In the data below, which lines hold "rule"? Copy every one.

Data in this exercise —
+ + +
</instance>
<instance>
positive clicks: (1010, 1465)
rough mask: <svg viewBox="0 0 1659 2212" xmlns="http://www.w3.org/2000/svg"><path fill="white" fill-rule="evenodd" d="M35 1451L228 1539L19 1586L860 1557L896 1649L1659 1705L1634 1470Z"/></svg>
+ + +
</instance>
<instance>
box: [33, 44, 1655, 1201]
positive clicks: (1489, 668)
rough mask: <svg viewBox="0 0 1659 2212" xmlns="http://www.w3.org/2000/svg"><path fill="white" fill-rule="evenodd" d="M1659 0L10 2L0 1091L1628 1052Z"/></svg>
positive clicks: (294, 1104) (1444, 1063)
+ + +
Response area —
rough mask: <svg viewBox="0 0 1659 2212" xmlns="http://www.w3.org/2000/svg"><path fill="white" fill-rule="evenodd" d="M35 1451L228 1539L19 1586L860 1557L896 1649L1659 1705L1634 1470Z"/></svg>
rough mask: <svg viewBox="0 0 1659 2212" xmlns="http://www.w3.org/2000/svg"><path fill="white" fill-rule="evenodd" d="M1659 0L10 2L0 1091L1628 1052Z"/></svg>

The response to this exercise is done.